→ **Your instructions**:
The entries are to be reproduced verbatim, with all pictures omitted.

Top of Task input

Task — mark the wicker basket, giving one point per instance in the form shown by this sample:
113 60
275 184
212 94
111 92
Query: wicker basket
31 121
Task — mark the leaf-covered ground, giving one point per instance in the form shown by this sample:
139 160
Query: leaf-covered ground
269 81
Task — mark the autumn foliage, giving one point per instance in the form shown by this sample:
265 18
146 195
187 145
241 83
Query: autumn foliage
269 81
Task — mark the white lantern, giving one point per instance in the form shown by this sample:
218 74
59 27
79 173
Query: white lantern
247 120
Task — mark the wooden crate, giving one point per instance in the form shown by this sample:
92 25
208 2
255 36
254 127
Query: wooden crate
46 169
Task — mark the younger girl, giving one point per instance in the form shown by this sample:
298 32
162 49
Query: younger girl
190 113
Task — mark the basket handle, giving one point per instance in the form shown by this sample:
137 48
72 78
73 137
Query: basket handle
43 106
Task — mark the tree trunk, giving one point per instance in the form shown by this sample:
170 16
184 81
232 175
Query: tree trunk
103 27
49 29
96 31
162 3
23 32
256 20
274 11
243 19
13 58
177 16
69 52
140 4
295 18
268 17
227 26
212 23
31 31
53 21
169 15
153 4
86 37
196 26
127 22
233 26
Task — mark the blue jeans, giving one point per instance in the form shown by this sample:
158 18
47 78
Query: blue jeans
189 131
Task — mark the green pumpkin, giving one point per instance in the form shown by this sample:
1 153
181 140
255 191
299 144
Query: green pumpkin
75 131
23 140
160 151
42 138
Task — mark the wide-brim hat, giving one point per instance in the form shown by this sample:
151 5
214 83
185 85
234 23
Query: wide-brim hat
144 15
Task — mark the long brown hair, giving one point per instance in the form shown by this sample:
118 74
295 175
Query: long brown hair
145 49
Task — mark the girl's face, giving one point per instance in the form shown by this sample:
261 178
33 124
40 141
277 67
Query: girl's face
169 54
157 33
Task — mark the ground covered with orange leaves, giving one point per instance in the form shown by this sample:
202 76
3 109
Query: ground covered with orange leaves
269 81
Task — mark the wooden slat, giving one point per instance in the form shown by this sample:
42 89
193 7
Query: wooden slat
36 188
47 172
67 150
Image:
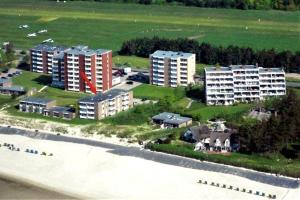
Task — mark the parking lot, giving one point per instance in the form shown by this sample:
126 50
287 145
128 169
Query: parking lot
127 84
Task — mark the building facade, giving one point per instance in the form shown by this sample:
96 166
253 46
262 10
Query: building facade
105 104
41 57
242 83
58 70
172 69
35 105
87 70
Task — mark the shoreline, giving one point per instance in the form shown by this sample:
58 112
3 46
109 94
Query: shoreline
16 187
110 171
114 141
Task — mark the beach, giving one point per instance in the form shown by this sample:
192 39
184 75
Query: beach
88 171
16 189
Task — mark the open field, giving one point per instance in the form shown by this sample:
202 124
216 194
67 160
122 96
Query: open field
107 25
155 92
269 163
132 61
37 80
104 164
204 112
144 63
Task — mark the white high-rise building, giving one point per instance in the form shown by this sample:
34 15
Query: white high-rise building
242 83
172 69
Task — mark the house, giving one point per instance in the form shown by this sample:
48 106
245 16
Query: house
13 90
105 104
213 137
60 112
242 83
172 69
41 57
5 82
171 120
6 87
35 105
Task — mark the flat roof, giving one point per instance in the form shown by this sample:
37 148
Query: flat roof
48 47
5 80
14 88
103 96
171 118
221 69
171 54
81 49
236 67
60 109
60 55
36 100
271 70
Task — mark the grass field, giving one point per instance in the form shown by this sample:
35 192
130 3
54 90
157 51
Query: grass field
203 112
132 61
155 92
107 25
37 80
266 163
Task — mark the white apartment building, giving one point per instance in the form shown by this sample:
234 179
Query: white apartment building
41 57
172 69
105 104
58 70
242 83
88 70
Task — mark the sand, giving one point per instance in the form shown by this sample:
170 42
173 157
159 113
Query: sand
84 171
16 189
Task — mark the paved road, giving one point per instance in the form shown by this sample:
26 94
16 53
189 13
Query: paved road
162 158
293 84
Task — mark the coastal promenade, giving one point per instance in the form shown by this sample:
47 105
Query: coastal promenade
279 181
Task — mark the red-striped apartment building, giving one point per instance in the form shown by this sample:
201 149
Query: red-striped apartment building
81 69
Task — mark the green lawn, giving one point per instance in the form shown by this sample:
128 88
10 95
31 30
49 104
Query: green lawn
156 92
107 25
38 80
4 99
266 163
76 121
204 112
132 61
290 79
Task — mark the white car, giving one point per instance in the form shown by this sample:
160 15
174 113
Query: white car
48 40
31 35
23 26
43 31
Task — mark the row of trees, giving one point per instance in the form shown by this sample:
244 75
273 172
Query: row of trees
238 4
242 4
276 133
212 55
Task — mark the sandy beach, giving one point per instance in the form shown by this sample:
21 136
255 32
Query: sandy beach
15 189
85 171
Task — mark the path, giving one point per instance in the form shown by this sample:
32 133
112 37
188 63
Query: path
190 103
162 158
43 88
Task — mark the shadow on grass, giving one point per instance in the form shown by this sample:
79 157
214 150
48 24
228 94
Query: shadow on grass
43 80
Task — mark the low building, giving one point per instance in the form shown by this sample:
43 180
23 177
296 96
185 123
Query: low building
60 112
171 120
35 105
172 69
242 83
13 90
6 87
5 82
105 104
212 137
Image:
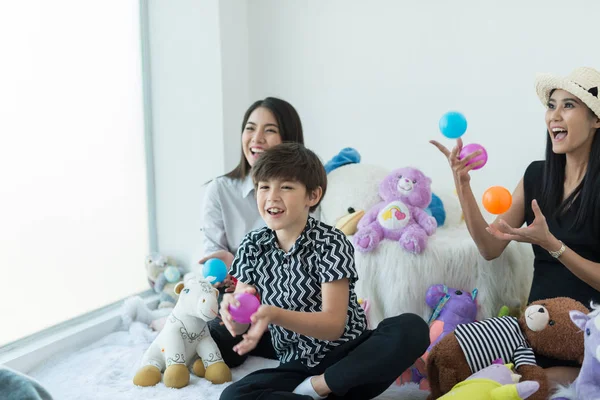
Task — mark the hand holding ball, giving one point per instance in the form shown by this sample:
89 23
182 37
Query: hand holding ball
214 270
248 306
472 148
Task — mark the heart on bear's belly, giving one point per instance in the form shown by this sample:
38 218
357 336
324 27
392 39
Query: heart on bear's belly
395 215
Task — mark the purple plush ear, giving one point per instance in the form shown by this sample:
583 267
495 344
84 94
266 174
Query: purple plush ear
434 295
579 318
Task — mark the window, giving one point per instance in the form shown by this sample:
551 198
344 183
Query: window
73 190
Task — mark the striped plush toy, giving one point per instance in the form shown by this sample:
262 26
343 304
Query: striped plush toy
541 329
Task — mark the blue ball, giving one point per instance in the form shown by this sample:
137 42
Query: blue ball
216 269
453 124
172 274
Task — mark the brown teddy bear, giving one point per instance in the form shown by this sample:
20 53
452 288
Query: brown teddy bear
544 328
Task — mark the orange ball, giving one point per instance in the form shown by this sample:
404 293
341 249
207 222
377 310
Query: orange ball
497 200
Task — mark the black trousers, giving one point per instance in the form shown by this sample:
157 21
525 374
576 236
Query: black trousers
360 369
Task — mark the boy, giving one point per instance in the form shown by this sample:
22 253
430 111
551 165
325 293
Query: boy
304 273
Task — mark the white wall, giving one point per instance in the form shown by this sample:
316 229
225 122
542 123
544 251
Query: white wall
378 75
374 75
73 208
187 108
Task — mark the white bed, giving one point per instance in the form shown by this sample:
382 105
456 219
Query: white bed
104 370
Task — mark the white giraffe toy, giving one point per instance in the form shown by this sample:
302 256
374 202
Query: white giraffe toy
184 336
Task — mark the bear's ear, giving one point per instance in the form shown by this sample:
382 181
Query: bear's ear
435 294
579 318
179 287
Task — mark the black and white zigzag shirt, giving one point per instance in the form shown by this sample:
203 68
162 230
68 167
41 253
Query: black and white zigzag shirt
292 281
500 337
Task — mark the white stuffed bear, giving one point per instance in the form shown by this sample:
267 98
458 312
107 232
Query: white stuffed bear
185 336
395 281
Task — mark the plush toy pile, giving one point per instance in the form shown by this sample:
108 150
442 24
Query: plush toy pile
545 328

Bottom of Task input

→ **Answer for this exercise**:
Task — mark the wicker basket, giving one point per instance in the form shown by this sample:
113 60
275 184
212 94
111 92
Query: wicker basket
31 121
Task — mark the leaf-covered ground, giving one point per instance in the form shown by this sample:
139 160
Query: leaf-covered ground
269 81
Task — mark the autumn foliage, giving one point per instance in the form shown by this sample:
265 18
146 195
187 145
241 83
Query: autumn foliage
269 81
Task — mark the white lantern, giving one point per instance in the form shown by this sample:
218 74
59 27
79 173
Query: white lantern
247 120
Task — mark the wooden crate, giving one point per instance in the form shown by this sample:
92 25
208 2
255 36
254 127
Query: wooden crate
46 169
Task — mark the younger girl, giving one point per instance in the form shown by this sample:
298 32
162 49
Query: younger girl
190 113
Task — mark the basket handle, giving one point per instance in the form shown by this sample:
137 48
72 78
73 137
Query: basket handle
43 106
Task — mark the tree trunk, giving one point per instance in the form shown by this sample:
170 16
184 81
232 175
Query: tree trunk
103 27
49 29
96 31
162 3
23 32
256 20
274 11
243 19
13 58
177 16
69 52
140 4
295 18
268 17
227 26
212 23
31 31
53 21
169 15
153 4
86 37
196 26
127 22
233 26
Task — mark the blue jeans, giving one point per instance in the form shown by this sample:
158 18
47 78
Query: blue jeans
189 131
Task — mark the green pumpkin, giving one point per instance in the form shown by this sample:
1 153
181 140
255 191
299 144
Query: green pumpkin
75 131
23 140
160 151
42 138
Task — mark the wide-brim hat, giving one point per instance in the form shown by this sample:
151 5
214 83
185 85
234 23
Query: wide-brim hat
144 15
Task — mark the long brown hair, giving one point per instance in the form shown by this sample:
118 74
295 175
Query: long brown hair
145 49
Task — mark the girl's face, giving one point per instance in the form shown by this sample:
261 178
33 124
40 141
277 67
Query: girl's face
169 54
157 33
Task — mark the ground covered with orange leaves, giving one point per instance in the form shown by this sample:
202 76
3 109
Query: ground covered with orange leaves
269 81
Task — mark the wooden slat, giving one point per instance in the form shown by this sample:
42 89
193 7
Query: wooden slat
36 188
47 172
67 150
Image:
Task — mark the parking lot, giving one point per instance in the form shown by this sample:
126 50
287 145
128 169
Query: parking lot
127 84
Task — mark the building facade, giving one point per instance in the form shown by this sample:
96 166
253 46
262 10
Query: building facade
105 104
41 57
242 83
58 70
172 69
35 105
87 70
Task — mark the shoreline, giving one point per instance in the form shown by this sample:
58 112
3 46
109 94
Query: shoreline
16 187
110 171
114 141
Task — mark the beach, giving one point per instance in the form shown by this sample:
192 39
184 75
Query: beach
88 171
16 189
Task — mark the open field, giving one point per instance in the form shown by this sample:
202 124
216 194
67 160
122 96
Query: open field
107 25
155 92
269 163
132 61
37 80
104 164
204 112
144 63
Task — mark the white high-rise building, giving one point per instance in the form shown by this sample:
34 15
Query: white high-rise building
242 83
172 69
Task — mark the house, giving one point per instance in the form shown by this sample:
48 106
245 16
Query: house
13 90
105 104
213 137
60 112
242 83
172 69
41 57
5 82
171 120
6 87
35 105
Task — mark the flat roof, giving one point per instance in the form shown by this sample:
37 148
Query: flat roof
48 47
5 80
14 88
103 96
171 118
221 69
171 54
81 49
236 67
60 109
60 55
36 100
271 70
Task — mark the grass field, giving one point per instance in the form shown by this sample:
35 192
130 3
54 90
157 51
Query: grass field
203 112
132 61
155 92
107 25
37 80
266 163
Task — mark the white apartment building, giving one point per instance in the form shown by this sample:
234 179
Query: white apartment building
41 57
172 69
105 104
58 70
242 83
88 70
Task — mark the sand, giving one point per instance in the form shown by this sample:
170 42
173 157
159 113
Query: sand
84 171
16 189
Task — mark the paved road, giving one point per instance in the form shown by this sample:
26 94
16 53
189 13
Query: paved road
162 158
293 84
Task — mark the coastal promenade, giving one point per instance in the form shown by this sample:
47 105
Query: coastal promenade
279 181
Task — mark the red-striped apartment building, giving one point per instance in the form shown by this sample:
201 149
Query: red-striped apartment building
81 69
Task — mark the green lawn, giving one point per instance in the form shown by this sample:
128 88
10 95
31 30
49 104
Query: green lawn
156 92
107 25
38 80
4 99
266 163
76 121
204 112
132 61
290 79
Task — mark the white car, giving one point per instance in the form shown by this sample:
160 15
174 113
Query: white car
48 40
31 35
23 26
43 31
Task — mark the row of trees, giving one point per instance in the form shown by this sample:
244 75
273 172
Query: row of trees
238 4
242 4
276 133
212 55
Task — mark the sandy beach, giving one point per instance in the form shown by this sample:
21 136
255 32
Query: sandy beach
15 189
85 171
Task — mark the path, giving one point per instance in the form shown by this sample:
32 133
112 37
188 63
Query: path
190 103
162 158
43 88
Task — mark the shadow on grass, giving one point per instance in the form shown by this sample:
79 157
214 150
48 24
228 94
Query: shadow on grass
43 80
Task — mark the low building, giving one point per instance in the form shown by this sample:
43 180
23 177
296 96
185 123
Query: low building
60 112
171 120
35 105
172 69
242 83
13 90
6 87
5 82
105 104
212 137
Image:
Task — mark the hand holding ball, giving one point per instance in the form shown by this sample:
89 23
182 37
Query: hand holding ball
214 270
248 306
472 148
Task — mark the heart on bear's belly, giving one point per instance in the form shown by this sample:
38 218
357 336
324 27
392 39
Query: heart on bear's belly
395 215
Task — mark the purple plush ear, giving one point per instance in the form shown by this sample:
583 267
495 344
84 94
266 174
Query: purple plush ear
434 295
579 318
Task — mark the window, giving one point per instance in the form shown by this sample:
551 198
344 183
Query: window
73 190
Task — mark the striped plush toy, giving one point per instance in the form shown by this sample:
262 26
343 304
Query: striped plush toy
541 329
Task — mark the blue ball, giving one point per instance in the form shown by this sample:
137 42
Query: blue ball
216 269
453 124
172 274
Task — mark the brown teddy bear, giving one point per instance in the form shown by this sample:
20 53
452 288
Query: brown teddy bear
544 328
Task — mark the orange ball, giving one point per instance in the form shown by this sample:
404 293
341 249
207 222
377 310
Query: orange ball
497 200
Task — mark the black trousers, giving one point per instance in the form shown by this sample:
157 21
525 374
576 236
Query: black trousers
360 369
Task — mark the boy, giving one point per instance in the form shown by this sample:
22 253
430 111
551 165
325 293
Query: boy
304 273
Task — mark the white wall, giving one point per instance in the form shown by this sample:
316 229
225 122
542 123
544 251
Query: white wall
378 75
374 75
73 208
187 108
Task — mark the white bed, giving one point per instance in the form shown by this sample:
382 105
456 219
Query: white bed
104 370
Task — mark the white giraffe toy, giving one point per instance in the form shown by this sample:
302 256
374 202
Query: white giraffe toy
184 336
Task — mark the bear's ear, giving one point per instance in the form shown by this sample:
382 181
Query: bear's ear
435 294
579 318
179 287
Task — mark the black and white zigzag shirt, giving one point per instance in the form shown by this sample:
203 68
162 230
68 167
41 253
Query: black and white zigzag shirt
292 281
500 337
Task — mark the white stuffed bear, giving one point per instance in the form shown by this sample:
267 98
458 312
107 232
Query: white stuffed bear
185 336
395 281
Task — mark the plush toy pile, giving one point per instance in the form shown by this sample:
108 150
442 24
Query: plush toy pile
545 328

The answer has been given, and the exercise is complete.